(Dataset records)
============================================================

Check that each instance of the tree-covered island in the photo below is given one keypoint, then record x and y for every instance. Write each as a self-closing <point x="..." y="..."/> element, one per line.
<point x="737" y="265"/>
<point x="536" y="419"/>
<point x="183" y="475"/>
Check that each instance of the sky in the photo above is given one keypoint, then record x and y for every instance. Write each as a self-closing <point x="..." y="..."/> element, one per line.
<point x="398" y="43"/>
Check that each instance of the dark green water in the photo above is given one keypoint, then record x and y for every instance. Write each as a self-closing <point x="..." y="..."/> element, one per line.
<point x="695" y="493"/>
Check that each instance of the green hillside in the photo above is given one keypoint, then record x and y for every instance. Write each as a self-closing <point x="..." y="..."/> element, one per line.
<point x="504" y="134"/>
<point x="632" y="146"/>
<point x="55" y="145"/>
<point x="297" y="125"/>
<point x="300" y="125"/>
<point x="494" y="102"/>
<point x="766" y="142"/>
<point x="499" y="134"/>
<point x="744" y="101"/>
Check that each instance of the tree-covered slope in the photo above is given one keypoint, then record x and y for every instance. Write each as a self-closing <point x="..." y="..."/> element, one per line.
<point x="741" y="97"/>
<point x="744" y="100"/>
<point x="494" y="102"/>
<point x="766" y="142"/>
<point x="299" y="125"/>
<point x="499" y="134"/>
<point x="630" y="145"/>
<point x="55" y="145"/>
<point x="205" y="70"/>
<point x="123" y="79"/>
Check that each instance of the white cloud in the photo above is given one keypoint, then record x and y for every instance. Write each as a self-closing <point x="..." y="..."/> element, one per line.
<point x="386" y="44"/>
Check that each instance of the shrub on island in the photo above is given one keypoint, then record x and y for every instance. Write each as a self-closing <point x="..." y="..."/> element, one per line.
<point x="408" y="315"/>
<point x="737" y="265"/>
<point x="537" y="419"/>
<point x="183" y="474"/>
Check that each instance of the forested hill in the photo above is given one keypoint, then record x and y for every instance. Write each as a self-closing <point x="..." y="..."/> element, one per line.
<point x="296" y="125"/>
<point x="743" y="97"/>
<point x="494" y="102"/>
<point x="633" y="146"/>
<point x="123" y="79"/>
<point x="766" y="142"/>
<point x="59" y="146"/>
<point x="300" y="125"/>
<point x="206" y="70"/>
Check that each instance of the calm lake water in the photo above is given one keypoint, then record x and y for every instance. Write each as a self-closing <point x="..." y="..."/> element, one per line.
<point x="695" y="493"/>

============================================================

→ TO BE DONE
Reproduce all of the records, swapping "keypoint" for "marker" at each occurrence and leaving everything else unchanged.

→ OUTPUT OF THE EXERCISE
Check that each instance of the tree-covered island in the photo below is given one marker, then record x and y for every instance. Write each as a self-closing <point x="..." y="..."/> element, one per line.
<point x="737" y="265"/>
<point x="536" y="419"/>
<point x="183" y="475"/>
Check that each instance of the sky in the photo above is given one marker, then record x and y for every instance. Write each as a self-closing <point x="..." y="..."/> element, one per line.
<point x="398" y="43"/>
Check that each instance of the dark green water in the photo above is given one marker, then record x and y for every instance. Write each as a self-closing <point x="..." y="..."/> element, one per line.
<point x="695" y="493"/>
Check that each instance of the green hillside in the photo above is given one marker, then record x and y for every instance. Write each as a self-closing <point x="..." y="..."/> element, one per line.
<point x="504" y="134"/>
<point x="632" y="146"/>
<point x="55" y="145"/>
<point x="297" y="125"/>
<point x="300" y="125"/>
<point x="494" y="102"/>
<point x="766" y="142"/>
<point x="499" y="134"/>
<point x="744" y="101"/>
Check that each instance of the tree-covered slope in the photo above is given one marker, then record x and y for every instance. Write each as a self-closing <point x="..." y="..."/> element, one per line.
<point x="741" y="97"/>
<point x="744" y="100"/>
<point x="494" y="102"/>
<point x="766" y="142"/>
<point x="299" y="125"/>
<point x="499" y="134"/>
<point x="630" y="145"/>
<point x="55" y="145"/>
<point x="205" y="70"/>
<point x="123" y="79"/>
Check that each instance of the white cloud in the photo above is given one marker, then record x and y for every instance. Write each as a self-closing <point x="..." y="..."/> element, one per line.
<point x="386" y="44"/>
Check that each instance of the shrub on island in the photo above is given one marker, then record x and y for every instance. Write each as a self-closing <point x="..." y="..."/> element, one per line.
<point x="408" y="315"/>
<point x="737" y="265"/>
<point x="537" y="419"/>
<point x="183" y="474"/>
Check that each instance of the forested hill in the photo above is given one marker, then record x and y for every instance. Write each as a self-closing <point x="..." y="..."/> element, one per line.
<point x="296" y="125"/>
<point x="743" y="97"/>
<point x="494" y="102"/>
<point x="633" y="146"/>
<point x="123" y="79"/>
<point x="766" y="142"/>
<point x="59" y="146"/>
<point x="300" y="125"/>
<point x="206" y="70"/>
Check that each instance of the calm lake water in the photo above is given one marker, then record x and y for every instance. Write each as a self-closing <point x="..." y="..."/> element, one per line.
<point x="695" y="493"/>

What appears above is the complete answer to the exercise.